Pour Andrée et Jean-Michel Canovas, avec mon affection

Athanase, avait été l’un des grands personnages de ce début du IVe siècle. L’un de ses successeurs sur le siège d’Alexandrie, Théophile, n’aura de cesse de renforcer et développer sa cité face à la puissante Constantinople. Théophile est un personnage “haut en couleurs, véritable “pharaon chrétien” (1). Sa lutte contre les cultes païens ne se privera pas de coups d’éclats, détruisant leurs temples, comme ceux de Serapis, de Mithra et de Dionysos.

 

Théophile se montra déterminé à régir toute l’Égypte. Il prit des positions qu’il reniera par la suite, admirant Origène avant de rejoindre ceux qui le combattaient. Il fut d’ailleurs l’un des responsables de l’exil imposé à Jean Chrysostome.

 

C’est le propre neveu de Théophile qui lui succède : Cyrille d’Alexandrie. 

 

Cyrille a sur son oncle un avantage non négligeable : il sait sa théologie, alors que Théophile n’y était nullement entré, même sur la pointe des pieds. Élu en 412, Cyrille commence son épiscopat par critiquer l’arianisme, polémiquer contre les ariens, à la manière qu’avait montré Athanase, c’est-à-dire la manière forte ! Et en lui empruntant le pas, puisque le volumineux Trésor de la Trinité sainte et consubstantielle se compose pour plus d’un tiers d’extraits de l’œuvre d’Athanase.

 

Cyrille ne se contente pas de produire une grosse œuvre théologique. C’est un pasteur. Mais un pasteur au gant de velours et à la main de fer. 

 

Ses premières Lettres festales (2) nous révèlent les premières années de sa vie épiscopale marquées par les moines du désert de Nitrie et par son oncle Théophile. La présentation du diocèse d’Égypte, dont l’influence va grandissant, aide à comprendre les événements qui marquent cette période de l’épiscopat de Cyrille : l’expulsion des Novatiens (3), tolérés jusque là à Alexandrie; un pogrom contre les juifs de la ville, avec tout ce que cela laisse supposer d’actions violentes, de pillage et de meurtres; un attentat manqué contre le préfet (4)... On accuse également Cyrille de connivence dans l’assassinat d’une philosophe (5) qui rassemblait autour d’elle l’élite intellectuelle de la cité... C’est enfin contre le paganisme persistant que Cyrille rédige le Contre Julien, cet empereur resté fidèle aux anciens dieux dont Cyrille ne supporte ni l’adoration ni les adorateurs.

 

 

Le vocabulaire de l’époque rendait difficile la compréhension de la double nature dans la personne unique du Christ. Il est d’ailleurs arrivé à Cyrille d’employer des expressions malheureuses pour évoquer l’unité physique du Christ. En même temps qu’il reconnaît l’incarnation du Logos, il reprend une formule d’Apollinaire, évêque hérétique de Laodicée qui ne reconnaissait que la nature divine du Christ et refusait que le Christ ait eu un esprit humain. Cyrille emboîte un moment le pas de cet évêque, rejoignant ainsi le courant monophysite qui prétend que la nature humaine du Christ s’est dissoute dans sa nature divine, “comme une goutte de miel se dissout dans la mer”.

• **Données enregistrées**
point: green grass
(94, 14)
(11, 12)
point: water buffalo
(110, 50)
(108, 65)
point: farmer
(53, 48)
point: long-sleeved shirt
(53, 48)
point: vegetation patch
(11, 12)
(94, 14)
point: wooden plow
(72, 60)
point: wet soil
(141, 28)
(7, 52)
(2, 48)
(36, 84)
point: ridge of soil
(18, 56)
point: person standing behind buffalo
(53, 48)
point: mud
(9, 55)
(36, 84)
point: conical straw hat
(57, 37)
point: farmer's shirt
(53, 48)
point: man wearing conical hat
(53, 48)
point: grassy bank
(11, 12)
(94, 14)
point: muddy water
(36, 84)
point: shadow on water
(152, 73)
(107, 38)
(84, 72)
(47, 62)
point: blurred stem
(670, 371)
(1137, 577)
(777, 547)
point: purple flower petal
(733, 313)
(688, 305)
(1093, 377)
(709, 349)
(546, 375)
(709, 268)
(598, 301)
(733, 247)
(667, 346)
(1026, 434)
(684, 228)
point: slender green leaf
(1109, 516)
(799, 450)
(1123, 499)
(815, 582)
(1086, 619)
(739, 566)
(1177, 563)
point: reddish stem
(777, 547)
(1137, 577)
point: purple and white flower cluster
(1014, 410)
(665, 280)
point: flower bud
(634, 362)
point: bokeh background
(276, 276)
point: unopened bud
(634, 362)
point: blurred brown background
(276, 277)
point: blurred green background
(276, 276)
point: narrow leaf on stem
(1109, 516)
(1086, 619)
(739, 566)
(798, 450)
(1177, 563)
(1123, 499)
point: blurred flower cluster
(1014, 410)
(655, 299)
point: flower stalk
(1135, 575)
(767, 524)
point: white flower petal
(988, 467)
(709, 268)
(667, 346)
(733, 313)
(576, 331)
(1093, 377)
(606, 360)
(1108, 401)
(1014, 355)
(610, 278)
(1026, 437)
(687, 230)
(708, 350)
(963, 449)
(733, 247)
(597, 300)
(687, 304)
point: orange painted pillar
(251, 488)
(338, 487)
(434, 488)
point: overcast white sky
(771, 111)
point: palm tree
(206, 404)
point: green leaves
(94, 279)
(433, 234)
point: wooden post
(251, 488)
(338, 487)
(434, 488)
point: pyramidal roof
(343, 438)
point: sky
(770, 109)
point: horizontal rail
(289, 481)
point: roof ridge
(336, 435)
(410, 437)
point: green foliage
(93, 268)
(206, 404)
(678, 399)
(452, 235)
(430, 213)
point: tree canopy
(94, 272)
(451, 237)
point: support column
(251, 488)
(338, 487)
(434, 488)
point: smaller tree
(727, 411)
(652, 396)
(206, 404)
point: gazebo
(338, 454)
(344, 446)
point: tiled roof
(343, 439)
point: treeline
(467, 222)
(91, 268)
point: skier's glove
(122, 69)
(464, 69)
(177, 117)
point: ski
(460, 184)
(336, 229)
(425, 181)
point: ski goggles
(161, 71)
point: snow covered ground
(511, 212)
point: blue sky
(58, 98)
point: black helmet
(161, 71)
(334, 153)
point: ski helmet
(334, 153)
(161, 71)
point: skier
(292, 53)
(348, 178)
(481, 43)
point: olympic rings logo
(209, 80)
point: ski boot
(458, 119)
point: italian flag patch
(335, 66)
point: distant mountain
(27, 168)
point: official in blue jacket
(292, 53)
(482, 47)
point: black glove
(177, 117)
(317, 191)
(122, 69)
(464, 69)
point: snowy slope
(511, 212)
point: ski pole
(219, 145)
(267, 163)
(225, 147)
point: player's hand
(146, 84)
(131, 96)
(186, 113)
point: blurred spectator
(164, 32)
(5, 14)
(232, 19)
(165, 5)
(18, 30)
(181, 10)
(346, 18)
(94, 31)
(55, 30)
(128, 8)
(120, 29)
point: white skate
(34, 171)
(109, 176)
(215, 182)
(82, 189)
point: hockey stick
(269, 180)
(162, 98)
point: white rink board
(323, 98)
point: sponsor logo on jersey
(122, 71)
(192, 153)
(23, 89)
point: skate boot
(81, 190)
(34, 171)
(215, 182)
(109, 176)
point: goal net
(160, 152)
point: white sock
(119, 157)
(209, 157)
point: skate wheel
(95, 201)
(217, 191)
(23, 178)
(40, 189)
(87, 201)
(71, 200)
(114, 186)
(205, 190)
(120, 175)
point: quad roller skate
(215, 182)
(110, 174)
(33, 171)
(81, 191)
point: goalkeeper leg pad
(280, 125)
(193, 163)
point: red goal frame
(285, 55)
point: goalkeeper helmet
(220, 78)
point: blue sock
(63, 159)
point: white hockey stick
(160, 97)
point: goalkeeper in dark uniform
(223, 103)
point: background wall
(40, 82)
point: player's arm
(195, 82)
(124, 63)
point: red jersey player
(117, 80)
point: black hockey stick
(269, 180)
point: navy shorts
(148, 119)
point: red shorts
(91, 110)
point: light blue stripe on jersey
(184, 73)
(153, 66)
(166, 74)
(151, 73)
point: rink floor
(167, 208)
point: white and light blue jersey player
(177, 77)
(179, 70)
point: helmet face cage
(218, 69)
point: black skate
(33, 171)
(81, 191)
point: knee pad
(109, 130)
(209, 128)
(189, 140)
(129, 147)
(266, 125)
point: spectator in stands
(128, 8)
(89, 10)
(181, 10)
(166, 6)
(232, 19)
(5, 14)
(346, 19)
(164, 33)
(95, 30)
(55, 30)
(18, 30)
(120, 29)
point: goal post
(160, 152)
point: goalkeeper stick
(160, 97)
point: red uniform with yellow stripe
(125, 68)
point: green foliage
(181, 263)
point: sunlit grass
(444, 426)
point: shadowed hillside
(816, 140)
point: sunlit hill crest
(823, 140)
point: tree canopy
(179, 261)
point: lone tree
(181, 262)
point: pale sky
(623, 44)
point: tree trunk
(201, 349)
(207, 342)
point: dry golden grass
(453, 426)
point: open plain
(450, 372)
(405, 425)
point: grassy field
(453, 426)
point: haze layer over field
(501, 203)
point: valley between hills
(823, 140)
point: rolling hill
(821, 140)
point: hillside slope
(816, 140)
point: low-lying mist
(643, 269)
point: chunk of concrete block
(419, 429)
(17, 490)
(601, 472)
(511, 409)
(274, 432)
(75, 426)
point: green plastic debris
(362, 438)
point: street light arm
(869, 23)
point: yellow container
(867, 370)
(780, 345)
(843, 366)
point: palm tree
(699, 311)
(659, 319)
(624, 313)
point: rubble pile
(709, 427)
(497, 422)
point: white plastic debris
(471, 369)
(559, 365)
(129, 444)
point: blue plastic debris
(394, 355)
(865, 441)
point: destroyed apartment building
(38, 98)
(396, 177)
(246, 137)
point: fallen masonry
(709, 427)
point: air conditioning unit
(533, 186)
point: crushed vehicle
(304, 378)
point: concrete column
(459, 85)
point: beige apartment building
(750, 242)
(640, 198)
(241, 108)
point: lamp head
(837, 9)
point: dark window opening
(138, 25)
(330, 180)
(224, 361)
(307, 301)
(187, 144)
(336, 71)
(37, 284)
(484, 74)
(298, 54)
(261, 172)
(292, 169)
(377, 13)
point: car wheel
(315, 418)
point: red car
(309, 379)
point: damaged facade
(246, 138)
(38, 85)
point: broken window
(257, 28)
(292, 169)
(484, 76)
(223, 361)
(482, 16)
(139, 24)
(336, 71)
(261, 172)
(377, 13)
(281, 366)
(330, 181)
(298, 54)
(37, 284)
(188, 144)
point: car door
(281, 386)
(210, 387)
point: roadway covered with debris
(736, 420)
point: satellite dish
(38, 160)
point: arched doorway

• **Énoncé 1**
Recopiez le passage de l'extrait sur Cyrille d'Alexandrie qui va de « C’est le propre » jusqu'à « de l’œuvre d’Athanase. » inclus.
• **Énoncé 2**
Combien de lignes des enregistrements contiennent la chaîne « leaf » ? Donnez uniquement ce nombre.

• **Corrigé 1**
C’est le propre neveu de Théophile qui lui succède : Cyrille d’Alexandrie. 

 

Cyrille a sur son oncle un avantage non négligeable : il sait sa théologie, alors que Théophile n’y était nullement entré, même sur la pointe des pieds. Élu en 412, Cyrille commence son épiscopat par critiquer l’arianisme, polémiquer contre les ariens, à la manière qu’avait montré Athanase, c’est-à-dire la manière forte ! Et en lui empruntant le pas, puisque le volumineux Trésor de la Trinité sainte et consubstantielle se compose pour plus d’un tiers d’extraits de l’œuvre d’Athanase.

• **Corrigé 2**
2